Stored items
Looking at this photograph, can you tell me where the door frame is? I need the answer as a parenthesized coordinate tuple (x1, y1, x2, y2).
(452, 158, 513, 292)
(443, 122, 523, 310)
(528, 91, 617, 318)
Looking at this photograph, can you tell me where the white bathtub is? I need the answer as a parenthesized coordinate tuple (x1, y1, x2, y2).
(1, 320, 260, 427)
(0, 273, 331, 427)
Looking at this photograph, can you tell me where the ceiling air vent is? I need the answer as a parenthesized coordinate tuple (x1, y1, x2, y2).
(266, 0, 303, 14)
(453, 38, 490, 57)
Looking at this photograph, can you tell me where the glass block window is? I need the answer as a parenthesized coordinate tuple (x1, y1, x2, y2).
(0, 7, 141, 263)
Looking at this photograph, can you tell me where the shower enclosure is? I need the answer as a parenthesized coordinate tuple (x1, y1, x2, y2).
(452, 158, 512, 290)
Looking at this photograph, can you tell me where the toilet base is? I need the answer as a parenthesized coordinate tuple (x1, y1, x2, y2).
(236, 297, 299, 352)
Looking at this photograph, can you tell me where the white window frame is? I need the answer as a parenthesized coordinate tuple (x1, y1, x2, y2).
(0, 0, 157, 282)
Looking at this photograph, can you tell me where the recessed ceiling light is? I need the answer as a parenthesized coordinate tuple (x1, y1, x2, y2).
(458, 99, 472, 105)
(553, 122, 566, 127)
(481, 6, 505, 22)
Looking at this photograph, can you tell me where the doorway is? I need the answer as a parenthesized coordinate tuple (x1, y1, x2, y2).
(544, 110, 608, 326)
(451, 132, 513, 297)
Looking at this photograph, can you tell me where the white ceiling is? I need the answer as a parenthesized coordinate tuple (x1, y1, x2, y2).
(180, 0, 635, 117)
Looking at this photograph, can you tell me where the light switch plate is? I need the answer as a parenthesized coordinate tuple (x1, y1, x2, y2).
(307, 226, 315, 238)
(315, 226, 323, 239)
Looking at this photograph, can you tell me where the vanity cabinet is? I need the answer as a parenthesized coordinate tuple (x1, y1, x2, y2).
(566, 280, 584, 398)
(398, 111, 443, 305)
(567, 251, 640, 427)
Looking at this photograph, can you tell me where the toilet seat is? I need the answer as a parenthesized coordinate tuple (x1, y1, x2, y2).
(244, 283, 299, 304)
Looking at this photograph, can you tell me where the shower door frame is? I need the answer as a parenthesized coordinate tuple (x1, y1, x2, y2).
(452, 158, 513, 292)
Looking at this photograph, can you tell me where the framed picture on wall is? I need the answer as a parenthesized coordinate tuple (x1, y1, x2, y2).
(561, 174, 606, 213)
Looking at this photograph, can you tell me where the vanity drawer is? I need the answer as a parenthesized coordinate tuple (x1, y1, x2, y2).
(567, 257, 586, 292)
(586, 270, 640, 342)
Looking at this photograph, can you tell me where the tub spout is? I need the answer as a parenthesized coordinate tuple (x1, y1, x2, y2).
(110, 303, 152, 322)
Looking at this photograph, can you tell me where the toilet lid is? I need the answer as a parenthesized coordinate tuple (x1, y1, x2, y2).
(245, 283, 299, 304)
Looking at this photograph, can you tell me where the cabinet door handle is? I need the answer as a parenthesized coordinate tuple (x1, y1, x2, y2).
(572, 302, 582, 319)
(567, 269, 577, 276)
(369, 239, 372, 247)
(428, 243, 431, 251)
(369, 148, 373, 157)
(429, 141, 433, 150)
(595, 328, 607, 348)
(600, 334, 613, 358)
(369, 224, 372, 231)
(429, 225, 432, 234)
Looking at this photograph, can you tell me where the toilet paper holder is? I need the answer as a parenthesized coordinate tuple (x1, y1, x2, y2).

== What this task involves ==
Give the entries again in full, with nothing changed.

== Task response ==
Looking at this photograph, can you tell me where the door frame is? I need the answer as a parenthesized coordinate tuple (x1, y1, x2, y2).
(452, 158, 513, 292)
(443, 122, 523, 310)
(528, 91, 617, 318)
Looking at this photograph, can you tell me where the white bathtub is? I need the answer as a parenthesized coordinate tuple (x1, y1, x2, y2).
(1, 320, 260, 427)
(0, 273, 331, 427)
Looking at this photograph, can you tell me where the ceiling air vent is? I need the answer as a parenthesized coordinate tuple (x1, y1, x2, y2).
(266, 0, 303, 14)
(453, 38, 490, 57)
Looking at this photograph, can you tell me where the glass block window is? I need the answer as a parenthesized coordinate tuple (x1, y1, x2, y2).
(0, 7, 141, 263)
Looking at this photograph, can you tell me where the shower enclosure is? I need the answer as a parenthesized coordinate tuple (x1, y1, x2, y2).
(452, 158, 512, 290)
Looking at this photograph, can you tell me where the toilet base is? I need the answer as a parenthesized coordinate tuple (x1, y1, x2, y2).
(236, 297, 299, 352)
Looking at this photograph, can you tell me where the white window frame is? I need the answer as a parenthesized coordinate tuple (x1, y1, x2, y2).
(0, 0, 157, 282)
Looking at this photograph, can you tell me where the recessed ceiling light is? I need the answer as a parenthesized coordinate tuple (x1, y1, x2, y2).
(458, 99, 472, 105)
(553, 122, 566, 127)
(481, 6, 505, 22)
Looking at this photograph, can you tell me where the doorway is? I need the answer as a parenthesized coordinate tuple (x1, y1, x2, y2).
(544, 110, 608, 326)
(451, 132, 513, 297)
Looking at this photograph, can you tell me where the white ceiling is? I need the answer as a parenthesized coordinate tuple (x1, y1, x2, y2).
(180, 0, 635, 117)
Looking at this photograph, can you tell me where the light switch plate is? I need the answer as a parenthesized coordinate tuple (x1, y1, x2, y2).
(307, 226, 315, 238)
(315, 226, 323, 239)
Looking at this photograph, can you tell me where the vanity cabinet is? I need the answer as a parenthesized coordinate tuple (x1, y1, x2, y2).
(566, 280, 584, 398)
(398, 111, 443, 305)
(567, 251, 640, 427)
Looking at this photograph, can you tell me where the toilet seat is? I need the answer as a parenthesized coordinate tuple (x1, y1, x2, y2).
(244, 283, 299, 304)
Looking at this photograph, can you tell me where the shower door frame is? I need the answer as a parenthesized coordinate tuple (x1, y1, x2, y2).
(452, 158, 513, 292)
Looking at this photograph, can you tell me where the framed picture on wall is? I need the answer as a parenthesized coordinate tuple (x1, y1, x2, y2).
(561, 174, 606, 213)
Looking at this photograph, can you tell me where the vanity drawer is? I need the answer as a parenthesized coordinate tuple (x1, y1, x2, y2).
(567, 257, 586, 292)
(586, 270, 640, 342)
Looking at this photograph, can you tell me where the tub spout is? I need the answer as a parenthesized coordinate tuple (x1, y1, x2, y2).
(110, 303, 152, 322)
Looking at this photograph, can you tell me where the toilet lid is? I need the answer as a parenthesized coordinate tuple (x1, y1, x2, y2).
(245, 283, 299, 304)
Looking at this photograph, can you tell me where the cabinet door handle is? I need the answer as a parenthesized coordinate tuple (x1, y1, x2, y2).
(572, 302, 582, 319)
(567, 269, 577, 276)
(369, 239, 372, 247)
(428, 243, 431, 251)
(369, 148, 373, 157)
(429, 141, 433, 150)
(595, 328, 607, 348)
(600, 334, 613, 358)
(369, 224, 372, 231)
(429, 225, 432, 234)
Looking at this photograph, can you tell me where the toilet paper holder is? I need the answer as a parenthesized coordinate tuple (x1, y1, x2, y2).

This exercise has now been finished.